Text to read:
After Napoleon’s fall, David went into exile in Brussels, where he took to painting erotic mythological subjects of a kind he had previously disdained. This depiction of Cupid and his lover Psyche, a star attraction at the Cleveland Museum of Art, feels almost improperly sexy. But David’s cool neoclassicism could make anything appropriate — even orgies of bloodletting.

Psyche, in Greek mythology, was a mortal girl of such extraordinary beauty that she aroused the jealousy of Venus. The goddess of love ordered her son, Cupid, to sabotage Psyche’s chance at happiness by instilling in her a passion for a depraved man. Inevitably, however, Cupid fell in love with her. He installed her in a palace where he visited her each night to make love, insisting only that she not try to look at him or discover his identity.

As if channeling the spirit of the libertines who thrived during the Ancien Régime, David chose to paint a kind of joke picture: Cupid — depicted here not as a winged cherub but as a Caravaggio-style street kid with a fit body and laborer’s tan — is trying to leave the canopied, Empire-style bed of the sexually satisfied, slumbering Psyche. He looks straight out at the viewer with a lecherous smirk as he tries to dislodge her luminously white limbs without waking her. But perhaps the joke is on him? His heel is caught in the bedsheets, and it seems certain she will be disturbed, open her eyes, see his wings, and guess his divine identity.

David seems to have based his image on a version of the myth told by the Greek poet Moschus. In that version, Cupid is described as a mischievous rogue or (as the Cleveland museum’s website puts it) “a mean-spirited brat with dark skin, flashing eyes, and curly hair.” Certainly, the god seems crassly proud of his conquest. (Other artists painting or sculpting the subject tended to show the lovers in a romantic swoon.)

Raw data:
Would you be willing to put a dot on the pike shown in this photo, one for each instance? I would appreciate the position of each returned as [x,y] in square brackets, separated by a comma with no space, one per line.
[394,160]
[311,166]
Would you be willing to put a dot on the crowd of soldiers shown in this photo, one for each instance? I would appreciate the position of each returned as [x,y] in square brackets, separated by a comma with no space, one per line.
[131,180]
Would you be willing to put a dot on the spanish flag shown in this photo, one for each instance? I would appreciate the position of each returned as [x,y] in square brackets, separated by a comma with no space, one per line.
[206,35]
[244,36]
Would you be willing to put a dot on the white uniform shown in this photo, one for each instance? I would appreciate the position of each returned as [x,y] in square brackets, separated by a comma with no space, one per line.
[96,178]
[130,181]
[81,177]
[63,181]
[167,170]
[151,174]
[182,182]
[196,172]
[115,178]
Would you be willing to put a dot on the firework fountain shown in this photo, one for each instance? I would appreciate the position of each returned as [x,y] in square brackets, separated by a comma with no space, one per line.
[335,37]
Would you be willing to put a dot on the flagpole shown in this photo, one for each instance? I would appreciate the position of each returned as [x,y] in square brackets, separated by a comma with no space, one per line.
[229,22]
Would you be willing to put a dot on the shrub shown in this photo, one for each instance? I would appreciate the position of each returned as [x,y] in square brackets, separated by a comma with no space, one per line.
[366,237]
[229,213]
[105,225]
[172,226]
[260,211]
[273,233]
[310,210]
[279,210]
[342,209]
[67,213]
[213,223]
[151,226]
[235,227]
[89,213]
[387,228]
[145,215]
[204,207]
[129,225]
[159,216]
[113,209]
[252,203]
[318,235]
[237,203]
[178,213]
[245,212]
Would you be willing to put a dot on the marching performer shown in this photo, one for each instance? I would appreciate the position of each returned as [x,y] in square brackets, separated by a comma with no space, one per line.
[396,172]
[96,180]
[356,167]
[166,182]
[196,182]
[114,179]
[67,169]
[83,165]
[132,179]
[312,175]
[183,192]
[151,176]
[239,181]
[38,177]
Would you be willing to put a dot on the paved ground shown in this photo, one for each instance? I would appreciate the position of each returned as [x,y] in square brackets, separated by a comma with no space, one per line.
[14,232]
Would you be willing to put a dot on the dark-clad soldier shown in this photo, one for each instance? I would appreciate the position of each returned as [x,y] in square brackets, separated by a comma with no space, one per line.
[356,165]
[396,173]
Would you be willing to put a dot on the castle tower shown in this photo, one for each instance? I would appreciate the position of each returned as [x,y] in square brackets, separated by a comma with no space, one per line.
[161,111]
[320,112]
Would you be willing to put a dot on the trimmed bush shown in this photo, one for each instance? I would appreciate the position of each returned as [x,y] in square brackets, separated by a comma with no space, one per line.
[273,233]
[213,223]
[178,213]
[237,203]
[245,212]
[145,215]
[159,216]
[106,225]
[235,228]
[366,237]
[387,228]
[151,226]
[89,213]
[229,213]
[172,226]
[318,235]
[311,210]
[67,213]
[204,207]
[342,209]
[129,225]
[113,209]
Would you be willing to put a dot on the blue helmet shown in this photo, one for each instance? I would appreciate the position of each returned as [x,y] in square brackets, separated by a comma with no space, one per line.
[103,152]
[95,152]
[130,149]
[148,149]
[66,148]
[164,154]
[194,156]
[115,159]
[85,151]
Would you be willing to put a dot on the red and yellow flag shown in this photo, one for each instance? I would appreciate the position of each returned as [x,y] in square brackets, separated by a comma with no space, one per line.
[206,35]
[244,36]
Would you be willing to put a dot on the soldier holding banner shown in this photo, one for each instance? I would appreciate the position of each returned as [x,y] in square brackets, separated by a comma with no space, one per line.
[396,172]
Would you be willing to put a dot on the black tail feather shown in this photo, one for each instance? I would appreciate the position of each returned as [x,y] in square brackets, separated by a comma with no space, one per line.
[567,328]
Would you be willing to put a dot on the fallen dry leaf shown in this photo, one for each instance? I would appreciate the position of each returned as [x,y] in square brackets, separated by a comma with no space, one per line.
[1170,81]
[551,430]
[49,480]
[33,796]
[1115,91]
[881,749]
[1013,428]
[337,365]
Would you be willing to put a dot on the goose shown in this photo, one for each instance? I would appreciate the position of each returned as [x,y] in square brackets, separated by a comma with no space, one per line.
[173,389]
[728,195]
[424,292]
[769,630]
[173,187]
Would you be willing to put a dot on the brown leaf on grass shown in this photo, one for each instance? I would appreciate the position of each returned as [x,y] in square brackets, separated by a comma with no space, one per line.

Required actions:
• 1. According to the passage on David's painting of Cupid and Psyche, which Greek poet's version of the myth did David seem to base his image on?
• 2. Reproduce the stretch from "After Napoleon’s fall, David" through "orgies of bloodletting." in the passage on David's Cupid and Psyche.
• 3. Carry on the passage about David's painting of Cupid and Psyche from the point where it stops.

Written answers:
• 1. Moschus

• 2.
After Napoleon’s fall, David went into exile in Brussels, where he took to painting erotic mythological subjects of a kind he had previously disdained. This depiction of Cupid and his lover Psyche, a star attraction at the Cleveland Museum of Art, feels almost improperly sexy. But David’s cool neoclassicism could make anything appropriate — even orgies of bloodletting.

• 3.
In ancient Greek, Psyche means butterfly (and soul). You may already have spotted the butterfly hovering over the young couple. Another butterfly, recognized as a symbol of the freedom of the soul and mortality, forms part of the decoration of the bed’s blue-and-gold base.

Psyche is smoothly idealized, unlike Cupid with his dimpled cheek, shaved mustache and downturned eyes. It’s as if he were the mortal and she the god. She was in fact admitted, at Cupid’s pleading, to the pantheon of immortals on Olympus. (Keats, in “Ode to Psyche,” described her as the “latest born and loveliest vision far/ Of all Olympus’ faded hierarchy!”)

One of the points of continuing to revere the ancient gods in a censorious, monotheistic age was to permit people to see (and write poems about) what was otherwise forbidden. If, in the early 19th century, that meant painting hot young bodies in bed together, so be it. David was just fulfilling a commission.